(Information shown)

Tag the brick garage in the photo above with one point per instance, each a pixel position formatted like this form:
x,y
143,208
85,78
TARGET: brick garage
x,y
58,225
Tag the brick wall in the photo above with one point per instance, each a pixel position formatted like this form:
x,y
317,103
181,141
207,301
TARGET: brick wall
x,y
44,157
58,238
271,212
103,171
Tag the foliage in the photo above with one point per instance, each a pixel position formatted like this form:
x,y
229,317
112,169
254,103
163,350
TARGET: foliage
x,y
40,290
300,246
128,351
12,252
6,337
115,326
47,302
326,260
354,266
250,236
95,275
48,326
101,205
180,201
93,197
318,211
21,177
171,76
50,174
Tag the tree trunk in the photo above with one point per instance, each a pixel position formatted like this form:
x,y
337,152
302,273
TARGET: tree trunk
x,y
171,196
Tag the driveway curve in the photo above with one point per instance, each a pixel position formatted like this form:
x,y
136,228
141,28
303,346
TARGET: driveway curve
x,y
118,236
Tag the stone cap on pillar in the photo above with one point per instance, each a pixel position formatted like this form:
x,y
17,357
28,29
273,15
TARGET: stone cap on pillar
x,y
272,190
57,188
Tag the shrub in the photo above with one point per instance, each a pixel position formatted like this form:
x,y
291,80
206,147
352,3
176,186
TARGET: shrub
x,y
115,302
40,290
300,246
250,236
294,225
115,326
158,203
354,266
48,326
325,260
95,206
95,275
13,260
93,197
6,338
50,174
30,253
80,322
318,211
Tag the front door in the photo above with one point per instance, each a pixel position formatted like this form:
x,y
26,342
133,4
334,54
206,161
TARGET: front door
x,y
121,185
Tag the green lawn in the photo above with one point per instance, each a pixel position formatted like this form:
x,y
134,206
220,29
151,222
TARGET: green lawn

(End Information shown)

## Prompt
Collect every line with the string "above" from the records, and copy each.

## Result of the exercise
Tag the brick garage in the photo above with one point per instance, each a pixel position formatted like this form:
Tag the brick wall in the photo above with one point per instance, each a pixel position formatted like this form:
Tag the foliage in the photo above with one point per instance, each a pixel position formatted like this form:
Tag the tree trunk in the photo above with one point per instance, each a pixel position formatted like this form:
Tag the driveway curve in the photo above with one point per instance, each a pixel position formatted like this form:
Tag the stone cap on pillar in the photo above with one point per instance, each a pixel position formatted like this form:
Tag the shrub in the photo above with one point per instance, each a pixel position formatted like this form:
Tag the front door in the photo above with one point per instance, each a pixel position formatted like this form:
Tag the green lawn in the photo above with one point per instance, each a pixel position formatted like this form:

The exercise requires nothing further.